**List of tasks**
A - Repeat the PSPP club profile word for word, between "Persatuan Sepakbola Padang Panjang, commonly" and "West Sumatra zone.", inclusive.
B - Carry on writing the article about the PSPP football club from the point where it stops.

**Quoted passage**
::::::::
PSPP
- Full name: Persatuan Sepakbola Padang Panjang
- Nickname: Tim Serambi Mekah
- Short name: PSPP
- Founded: 1971; 55 years ago
- Ground: Chatib Sulaiman Stadium Padang Panjang, West Sumatra
- Capacity: 5,000
- Owner: Padang Panjang Government
- Chairman: Fadly Amran
- Manager: Irsyad Hanif
- Coach: Dian Rama Saputra
- League: Liga 4
- 2025–26: 2nd (West Sumatra zone) First round, 3rd in Group D (National phase)
| Home colours | Away colours |

= PSPP Padang Panjang =

Indonesian football club

Persatuan Sepakbola Padang Panjang, commonly known as PSPP, is an Indonesian football club based in Padang Panjang, West Sumatra. This club played in Liga 4 West Sumatra zone.
::::::::
**Data supplied**

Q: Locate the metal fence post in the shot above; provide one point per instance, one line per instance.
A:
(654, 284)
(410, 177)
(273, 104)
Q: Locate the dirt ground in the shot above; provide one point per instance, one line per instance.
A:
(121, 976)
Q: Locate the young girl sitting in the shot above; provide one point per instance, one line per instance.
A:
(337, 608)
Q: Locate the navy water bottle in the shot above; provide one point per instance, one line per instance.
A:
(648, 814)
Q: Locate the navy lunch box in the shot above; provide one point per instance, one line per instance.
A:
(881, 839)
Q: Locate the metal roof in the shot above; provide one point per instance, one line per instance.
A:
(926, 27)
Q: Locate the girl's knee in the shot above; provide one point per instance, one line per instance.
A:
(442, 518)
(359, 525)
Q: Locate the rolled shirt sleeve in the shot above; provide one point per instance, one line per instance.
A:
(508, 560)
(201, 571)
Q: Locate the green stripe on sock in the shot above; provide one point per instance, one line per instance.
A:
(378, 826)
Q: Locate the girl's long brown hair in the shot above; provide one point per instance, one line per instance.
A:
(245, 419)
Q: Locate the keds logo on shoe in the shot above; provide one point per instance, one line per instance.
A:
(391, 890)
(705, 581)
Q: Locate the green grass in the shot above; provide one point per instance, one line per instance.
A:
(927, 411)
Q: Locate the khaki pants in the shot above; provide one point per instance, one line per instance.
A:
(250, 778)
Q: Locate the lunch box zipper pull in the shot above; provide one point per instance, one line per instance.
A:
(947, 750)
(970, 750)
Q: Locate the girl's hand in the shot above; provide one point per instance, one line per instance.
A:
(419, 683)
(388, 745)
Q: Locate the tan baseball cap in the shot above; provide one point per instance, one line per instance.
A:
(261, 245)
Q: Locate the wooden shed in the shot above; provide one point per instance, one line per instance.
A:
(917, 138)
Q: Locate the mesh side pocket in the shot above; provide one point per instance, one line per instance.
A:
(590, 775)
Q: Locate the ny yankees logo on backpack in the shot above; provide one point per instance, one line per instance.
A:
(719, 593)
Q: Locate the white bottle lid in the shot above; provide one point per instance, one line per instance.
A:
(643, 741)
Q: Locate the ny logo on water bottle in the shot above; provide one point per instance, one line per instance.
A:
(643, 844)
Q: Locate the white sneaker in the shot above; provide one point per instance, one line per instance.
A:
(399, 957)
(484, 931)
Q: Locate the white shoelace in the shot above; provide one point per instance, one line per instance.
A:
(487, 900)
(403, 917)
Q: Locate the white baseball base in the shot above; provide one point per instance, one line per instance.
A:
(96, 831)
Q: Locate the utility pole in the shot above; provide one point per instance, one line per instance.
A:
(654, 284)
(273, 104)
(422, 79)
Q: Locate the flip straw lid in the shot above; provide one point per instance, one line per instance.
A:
::::::::
**Outputs for the tasks**
A -
Persatuan Sepakbola Padang Panjang, commonly known as PSPP, is an Indonesian football club based in Padang Panjang, West Sumatra. This club played in Liga 4 West Sumatra zone.

B -
==History==
Persatuan Sepakbola Padang Panjang or PSPP was founded in 1971. During the 2005 Liga Indonesia Second Division season, they managed to qualify for 2006 Liga Indonesia First Division season. At that time the PSSI competition pyramid consisted of the Premier Division, First Division, Second Division, and Third Division.

After that, various changes in the strata of national competitions in Indonesia meant that PSPP had to start again from the lower division. In the 2023–24 Liga 3 West Sumatra, they appeared as the runner-up of the competition and was entitled to the national round. But their steps were immediately stopped in the preliminary round (round of 80).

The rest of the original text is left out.